_Texte de la page_:
Les progrès en sismologie profitent également à la volcanologie avec la mise en évidence des plans de Wadati-Benioff, des différentes discontinuités, de la structure interne du globe, etc. La tectonique des plaques propose aux volcanologues une vision globale des phénomènes internes à la Terre avec la dérive des continents, la subduction et la divergence, les courants de convection du manteau, etc. Seuls restent certains volcans qui ne trouvent pas leur place dans cette théorie. Les volcanologues émettent alors la théorie des points chauds pour expliquer la présence de volcans au milieu des plaques lithosphériques.
Durant le XXe siècle, Haroun Tazieff explore les volcans du monde entier (Nyragongo, Etna, Capelinhos, Merapi, Izalco, Erebus... au total près de 150 volcans actifs), insistant sur le rôle des gaz dans l'activité volcanique. Ingénieur agronome, géologue et ingénieur de mines, il innovera de façon radicale dès les années 1950 en étant le premier à monter des campagnes de mesures sur volcans actifs ou en éruption pour étudier les variations de quantités de paramètres, au cours d'expéditions réunissant des spécialistes des différentes disciplines des sciences de la Terre. Il imaginera les techniques de prélèvement direct des gaz sur volcans en éruption avec des chimistes tels Yvan Elskens et Franco Tonani dans les années 1950 et 1960, avec François Le Guern, Patrick Allard, René-Xavier Faive-Pierret, des physiciens comme Jean-Christophe Sabroux, Pierre Zettwoog et bien d'autres par la suite. De nombreux instruments de mesure mis au point par les expéditions Tazieff sont encore utilisés aujourd'hui, d'autres ont bénéficié de ces travaux de pionniers. Haroun Tazieff s'attachera dès 1958, avec l'Université Libre de Bruxelles, à mesurer les variations locales du champ magnétique terrestre sur le Nyragongo en activité, et lancera de façon décisive ce type de recherches en 1975 et 1976 sur l'Etna et à la Soufrière de la Guadeloupe puis sur le Mérapi en Indonésie, avec l'équipe de magnéticiens du CEA de Grenoble Marcel Bof et Francis Robach. Avec la découverte du volcanisme actif de la dépression de l'Afar et de la chaîne de l'Erta Ale, Haroun Tazieff et ses équipiers ont apporté une contribution majeure à la validation de la théorie de la tectonique des plaques et à l'analyse des magmas. Pour ces travaux, Franco Barberi et Jacques Varet ont reçu le Prix L.R. Wager par la Royal Society et l'Association internationale de volcanologie et de chimie de l'intérieur de la Terre (AIVCIT, 1972).

_Consigne 1_: Dans le texte sur la volcanologie, quelle théorie les volcanologues ont-ils émise pour expliquer la présence de volcans au milieu des plaques lithosphériques ?
_Consigne 2_: Recopiez, dans le texte sur la volcanologie, le passage qui s'ouvre sur les mots contenant "Les progrès en" et se ferme sur "des plaques lithosphériques.".
Appuyez-vous uniquement sur le texte sur la volcanologie.

_Matériel extrait_:
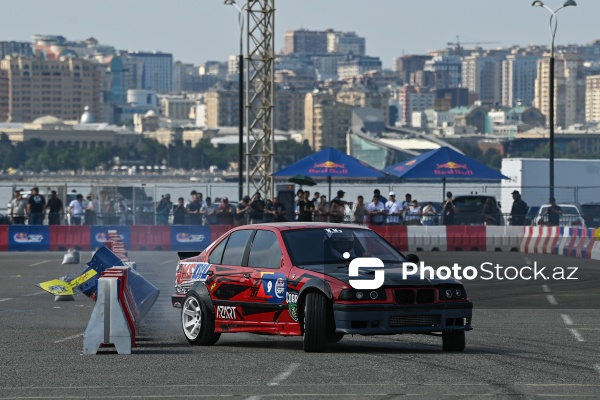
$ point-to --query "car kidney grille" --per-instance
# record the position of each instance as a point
(414, 321)
(412, 296)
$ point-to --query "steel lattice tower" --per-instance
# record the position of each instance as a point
(260, 61)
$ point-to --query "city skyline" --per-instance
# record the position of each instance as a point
(179, 27)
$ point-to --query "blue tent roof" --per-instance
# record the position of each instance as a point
(444, 163)
(330, 162)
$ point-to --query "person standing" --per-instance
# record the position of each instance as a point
(448, 209)
(337, 208)
(55, 209)
(76, 209)
(35, 207)
(18, 209)
(553, 213)
(359, 211)
(162, 210)
(179, 212)
(394, 209)
(519, 210)
(376, 211)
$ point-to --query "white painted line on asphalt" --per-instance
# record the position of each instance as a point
(567, 319)
(40, 263)
(577, 335)
(545, 289)
(284, 375)
(34, 294)
(69, 338)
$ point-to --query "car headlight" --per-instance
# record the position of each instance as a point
(362, 295)
(452, 292)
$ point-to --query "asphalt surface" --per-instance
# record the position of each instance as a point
(531, 339)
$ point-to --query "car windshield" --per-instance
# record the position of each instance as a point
(566, 210)
(328, 245)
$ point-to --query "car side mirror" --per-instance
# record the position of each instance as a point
(413, 258)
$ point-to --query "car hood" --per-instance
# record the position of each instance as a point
(393, 275)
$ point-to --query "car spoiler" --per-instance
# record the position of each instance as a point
(187, 254)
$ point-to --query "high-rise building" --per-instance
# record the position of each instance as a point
(518, 79)
(592, 99)
(31, 88)
(569, 89)
(326, 120)
(303, 41)
(157, 71)
(481, 74)
(345, 42)
(13, 48)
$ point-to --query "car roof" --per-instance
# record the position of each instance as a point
(286, 226)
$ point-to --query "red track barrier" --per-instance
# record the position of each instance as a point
(466, 238)
(3, 237)
(64, 237)
(150, 237)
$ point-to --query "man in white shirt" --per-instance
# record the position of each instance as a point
(376, 211)
(394, 209)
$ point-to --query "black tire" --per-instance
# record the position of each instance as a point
(197, 322)
(453, 341)
(315, 323)
(335, 337)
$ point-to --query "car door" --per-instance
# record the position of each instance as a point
(269, 282)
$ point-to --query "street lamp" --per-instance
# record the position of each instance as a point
(241, 98)
(553, 26)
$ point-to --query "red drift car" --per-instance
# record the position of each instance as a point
(293, 279)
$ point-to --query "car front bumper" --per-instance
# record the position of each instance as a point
(384, 319)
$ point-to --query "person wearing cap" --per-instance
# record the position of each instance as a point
(179, 212)
(35, 207)
(337, 208)
(209, 212)
(76, 208)
(448, 209)
(553, 213)
(162, 210)
(18, 209)
(394, 209)
(519, 210)
(55, 209)
(242, 211)
(382, 199)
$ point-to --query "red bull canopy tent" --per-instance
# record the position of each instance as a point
(330, 163)
(442, 164)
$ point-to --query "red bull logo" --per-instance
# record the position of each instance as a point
(452, 165)
(328, 164)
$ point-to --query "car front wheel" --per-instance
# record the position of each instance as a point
(315, 323)
(197, 323)
(453, 341)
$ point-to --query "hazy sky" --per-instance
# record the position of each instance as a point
(199, 30)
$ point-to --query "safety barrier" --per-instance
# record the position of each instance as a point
(124, 298)
(63, 237)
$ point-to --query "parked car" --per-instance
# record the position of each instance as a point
(591, 214)
(571, 216)
(469, 209)
(292, 279)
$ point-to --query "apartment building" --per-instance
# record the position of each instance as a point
(569, 89)
(31, 88)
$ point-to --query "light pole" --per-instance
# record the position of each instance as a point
(553, 26)
(241, 99)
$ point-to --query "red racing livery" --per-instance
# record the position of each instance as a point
(292, 279)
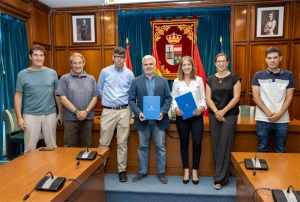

_Réponse attendue 1_: La théorie des points chauds.

_Réponse attendue 2_:
Les progrès en sismologie profitent également à la volcanologie avec la mise en évidence des plans de Wadati-Benioff, des différentes discontinuités, de la structure interne du globe, etc. La tectonique des plaques propose aux volcanologues une vision globale des phénomènes internes à la Terre avec la dérive des continents, la subduction et la divergence, les courants de convection du manteau, etc. Seuls restent certains volcans qui ne trouvent pas leur place dans cette théorie. Les volcanologues émettent alors la théorie des points chauds pour expliquer la présence de volcans au milieu des plaques lithosphériques.